### WRITTEN PROBLEM 1:
From the "Street Life" article, reproduce the stretch from "Roxy Music singles" through "on the song.".
### WRITTEN PROBLEM 2:
Using the "Street Life" article, say whether each statement agrees with it, answering yes or no and quoting the deciding words: (a) Chris Thomas played bass on the song. (b) The song was recorded at Abbey Road. (c) Bryan Ferry ate a lot of the chocolate brands mentioned in the lyrics.
### WRITTEN PROBLEM 3:
According to the "Street Life" article, why has the song been acclaimed by music writers? Answer in one to three sentences.

### SOURCE EXCERPT:

Single by Roxy Music

from the album Stranded
- B-side: "Hula Kula"
- Released: November 1973
- Recorded: September 1973, Air Studios, London
- Genre: Art rock, glam rock
- Length: 3:29
- Label: E.G.
- Songwriter: Bryan Ferry
- Producer: Chris Thomas

Roxy Music singles chronology
| "Do The Strand" (1973) | "Street Life" (1973) | "All I Want Is You" (1974) |

Video
- "Street Life" live on Musikladen 1974 on YouTube

= Street Life (Roxy Music song) =

"Street Life" is the opening track of English rock band Roxy Music's third album Stranded. Written by lead singer Bryan Ferry, the song is an ode to modern life that features sound effects of street noise alongside dissonant synth noises courtesy of newly recruited member Eddie Jobson. Producer Chris Thomas provides bass on the song.

"Street Life" was released as the first single from Stranded, reaching the top ten in the band's native UK. The song has since seen acclaim from music writers for staking out a new direction for the band and has become a live favorite for the band.

==Background==
"Street Life" was written by Roxy Music vocalist and frontman Bryan Ferry. Ferry said of the song, "I wanted it to be a high-energy, fun song – buzzy and vibrant – and I hope the words convey some of that joie de vivre. Each verse seems to have its own character, like blocks on a street." He also noted that "connoisseurs might notice the number of allusions to various brands of chocolate," such as Milky Way, After Eight, and Black Magic, in spite of the fact that he "never touched the stuff." Saxophonist Andy Mackay stated that the song "has a great lyric, a real swagger" and recalled, "That was Bryan’s great period for writing. He was the best lyric-writer in Britain for quite a few years. ... The phrases were really coming."

(Object position labeling entries)
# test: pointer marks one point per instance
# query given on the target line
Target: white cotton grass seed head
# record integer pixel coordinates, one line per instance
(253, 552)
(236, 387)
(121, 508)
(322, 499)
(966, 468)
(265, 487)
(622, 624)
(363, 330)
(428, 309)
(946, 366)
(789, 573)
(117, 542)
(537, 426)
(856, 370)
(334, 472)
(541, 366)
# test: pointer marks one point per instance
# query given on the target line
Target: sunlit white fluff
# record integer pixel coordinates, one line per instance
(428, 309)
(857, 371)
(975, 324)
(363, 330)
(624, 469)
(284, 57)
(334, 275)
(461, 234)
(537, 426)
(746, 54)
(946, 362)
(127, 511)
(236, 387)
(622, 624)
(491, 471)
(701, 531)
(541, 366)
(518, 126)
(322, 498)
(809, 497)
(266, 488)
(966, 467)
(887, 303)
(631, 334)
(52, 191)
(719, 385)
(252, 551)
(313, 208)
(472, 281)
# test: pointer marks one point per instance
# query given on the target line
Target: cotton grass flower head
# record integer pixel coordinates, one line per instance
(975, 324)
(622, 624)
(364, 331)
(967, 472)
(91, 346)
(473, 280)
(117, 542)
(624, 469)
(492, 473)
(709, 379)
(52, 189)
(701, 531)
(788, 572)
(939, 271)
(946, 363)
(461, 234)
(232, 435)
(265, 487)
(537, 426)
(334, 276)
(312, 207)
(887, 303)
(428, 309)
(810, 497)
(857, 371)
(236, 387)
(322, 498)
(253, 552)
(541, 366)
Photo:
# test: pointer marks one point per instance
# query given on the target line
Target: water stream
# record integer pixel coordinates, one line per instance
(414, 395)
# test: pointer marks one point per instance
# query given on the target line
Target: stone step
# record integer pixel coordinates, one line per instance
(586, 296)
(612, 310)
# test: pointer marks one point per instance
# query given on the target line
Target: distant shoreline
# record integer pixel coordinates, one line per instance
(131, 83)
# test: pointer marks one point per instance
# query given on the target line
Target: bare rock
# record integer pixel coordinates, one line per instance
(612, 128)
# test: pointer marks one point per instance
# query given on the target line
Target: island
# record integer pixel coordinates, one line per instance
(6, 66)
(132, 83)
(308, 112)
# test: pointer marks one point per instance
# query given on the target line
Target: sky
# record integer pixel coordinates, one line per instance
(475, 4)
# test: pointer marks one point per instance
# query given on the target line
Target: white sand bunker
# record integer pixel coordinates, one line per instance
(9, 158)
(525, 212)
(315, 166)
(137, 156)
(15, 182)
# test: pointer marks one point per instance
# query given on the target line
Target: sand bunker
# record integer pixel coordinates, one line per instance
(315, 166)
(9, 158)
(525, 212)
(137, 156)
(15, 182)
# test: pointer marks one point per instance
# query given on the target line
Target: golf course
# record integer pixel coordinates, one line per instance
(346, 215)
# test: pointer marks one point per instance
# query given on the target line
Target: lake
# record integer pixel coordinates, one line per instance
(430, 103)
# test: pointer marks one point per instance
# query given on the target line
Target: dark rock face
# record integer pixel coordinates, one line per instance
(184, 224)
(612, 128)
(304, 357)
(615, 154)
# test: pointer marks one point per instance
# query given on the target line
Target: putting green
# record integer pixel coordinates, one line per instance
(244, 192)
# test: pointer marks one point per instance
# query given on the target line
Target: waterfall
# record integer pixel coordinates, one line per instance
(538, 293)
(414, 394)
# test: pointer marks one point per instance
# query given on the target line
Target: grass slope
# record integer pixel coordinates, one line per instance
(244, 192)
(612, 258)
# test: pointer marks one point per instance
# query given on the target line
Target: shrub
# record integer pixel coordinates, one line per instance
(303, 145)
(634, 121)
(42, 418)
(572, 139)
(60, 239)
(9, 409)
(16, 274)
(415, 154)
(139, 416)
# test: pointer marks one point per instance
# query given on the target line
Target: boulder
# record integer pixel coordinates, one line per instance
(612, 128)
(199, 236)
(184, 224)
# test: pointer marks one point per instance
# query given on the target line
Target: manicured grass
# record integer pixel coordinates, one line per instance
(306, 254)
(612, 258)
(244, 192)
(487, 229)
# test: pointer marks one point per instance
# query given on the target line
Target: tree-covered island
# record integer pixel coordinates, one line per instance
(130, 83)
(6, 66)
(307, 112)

### RIGHT ANSWER 1:
Roxy Music singles chronology
| "Do The Strand" (1973) | "Street Life" (1973) | "All I Want Is You" (1974) |

Video
- "Street Life" live on Musikladen 1974 on YouTube

= Street Life (Roxy Music song) =

"Street Life" is the opening track of English rock band Roxy Music's third album Stranded. Written by lead singer Bryan Ferry, the song is an ode to modern life that features sound effects of street noise alongside dissonant synth noises courtesy of newly recruited member Eddie Jobson. Producer Chris Thomas provides bass on the song.

### RIGHT ANSWER 2:
(a) Yes: "Producer Chris Thomas provides bass on the song."
(b) No: "Recorded: September 1973, Air Studios, London"
(c) No: "never touched the stuff."

### RIGHT ANSWER 3:
Music writers have acclaimed "Street Life" for staking out a new direction for Roxy Music.